++++ Excerto da página ++++

Isso deu-me que pensar. Desde essa altura, pergunto-me se os caçadores aprenderam ou não a ler na escola. E quem eram os seus professores. Porque tiveram de passar por uma tabuleta onde estava escrito em letras garrafais que aqui estava a nascer um Jardim Botânico, e tiveram ainda de abrir um portão. E agora interrogo-me se eles conhecerão, pelo menos, dez espécies diferentes de árvores. Como, por exemplo, um carvalho, uma tília e uma faia, uma nogueira, um amieiro e um freixo, um olmo, uma oliveira, uma figueira e uma alfarrobeira. E se conhecem as características dessas espécies. O que se aprende como caçador, o que se aprende como lenhador, o que se aprende quando se subjuga a Natureza? Somos invadidos diariamente por centenas de logótipos, o que nos leva imediatamente a pensar que os carvalhos e as tílias, as perdizes e as lebres não são tão importantes para as nossas vidas como a Coca-Cola, Nivea, Persil, Decathlon, Milka, Haribo, Nutella, Nestlé, Nike, Apple, Volkswagen, McDonalds, etc.. Ou não é assim? O que pensa sobre isto?

++++ Dados brutos ++++

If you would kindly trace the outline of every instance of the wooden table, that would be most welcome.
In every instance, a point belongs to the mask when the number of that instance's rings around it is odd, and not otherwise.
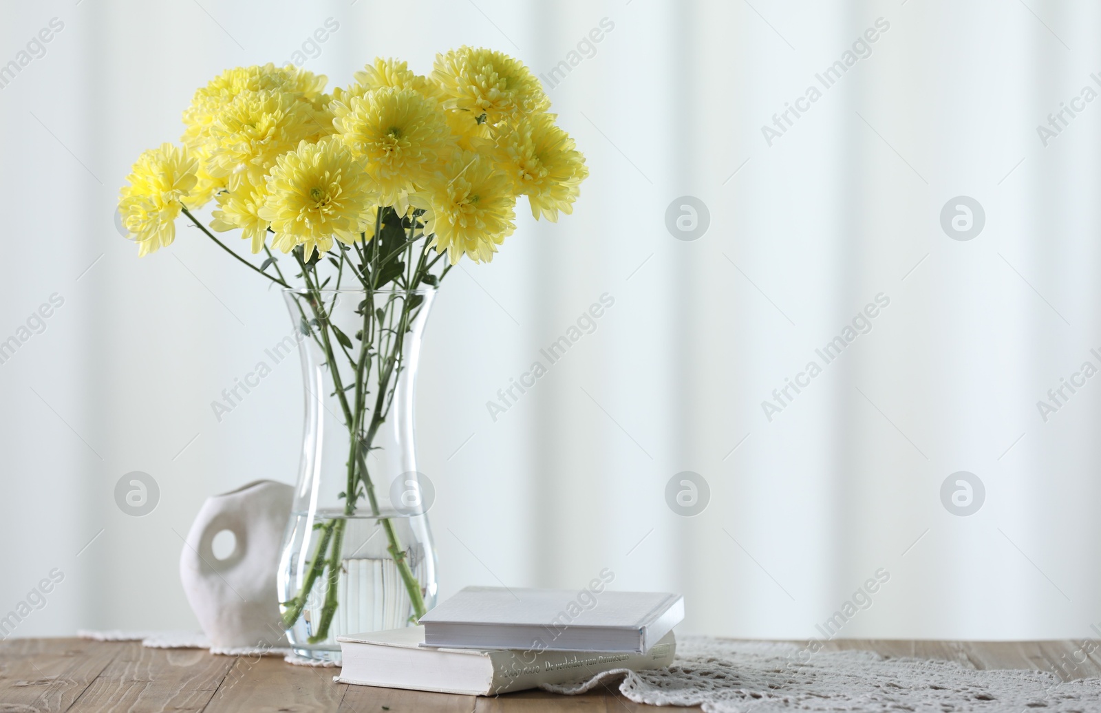
[[[970,661],[975,668],[1059,671],[1064,678],[1101,676],[1101,651],[1083,656],[1071,641],[835,640],[830,649],[884,656]],[[541,691],[475,698],[346,685],[334,669],[290,666],[275,657],[211,656],[197,649],[151,649],[137,641],[73,638],[0,643],[0,713],[31,711],[340,711],[341,713],[535,713],[569,711],[697,711],[639,705],[612,690],[564,696]],[[613,687],[614,688],[614,687]]]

++++

Retome a reflexão sobre os caçadores e as árvores a partir da última frase apresentada, dando-lhe continuidade.

Em certa medida, assim à primeira vista, isto parece verdade. Podemos passar o dia inteiro sem ter de pensar uma única vez nas criaturas da natureza, nas lebres, nos javalis, nas perdizes e nas salamandras-de-fogo, nos carvalhos, nas tílias e nas faias e em tudo o mais que ainda existe no nosso jardim florestal. Durante dois anos, não houve um único pássaro após os incêndios florestais de agosto de 2018. Reinou um silêncio sepulcral por muito tempo. Depois, em janeiro de 2020, voltaram os rouxinóis em busca de companheiros para nidificarem. E agora, até já há duas águias Bonelli-Adler a sobrevoarem-nos de forma majestosa. Preservar a flora e a fauna e cultivar um jardim florestal diversificado. É este o nosso propósito.

A crise da relação Homem-Natureza

O nosso afastamento da Natureza é uma das principais causas das diversas crises provocadas pela atuação do Homem. É chegada a hora de nos aproximarmos novamente – com boas experiências, com empatia e com as palavras e as ações certas. A combustão de carvão, de gás e petróleo, o abate de florestas centenárias e a plantação de monoculturas, como a do eucalipto para a indústria do papel, a criação e o abate de bilhões de animais, o envenenamento do ambiente com embalagens descartadas (e também com beatas de cigarros) de produtos de que não precisamos – tudo isto, só temos coragem de o fazer, porque já não nos sentimos ligados à Natureza. Os desastres ecológicos já não nos tocam. Nas cidades, os incêndios florestais passam-nos praticamente ao lado. Ao invés, isto significa que, se quisermos resolver as crises provocadas pela ação do Homem, temos que curar a nossa relação com a Natureza. É tão claro, é tão simples. A ciência da sustentabilidade dita que uma das maiores soluções para um futuro estável assenta numa mudança profunda da relação homem-Natureza – solução essa que talvez não seja tão óbvia, mas que, segundo investigação atual, é extremamente eficaz.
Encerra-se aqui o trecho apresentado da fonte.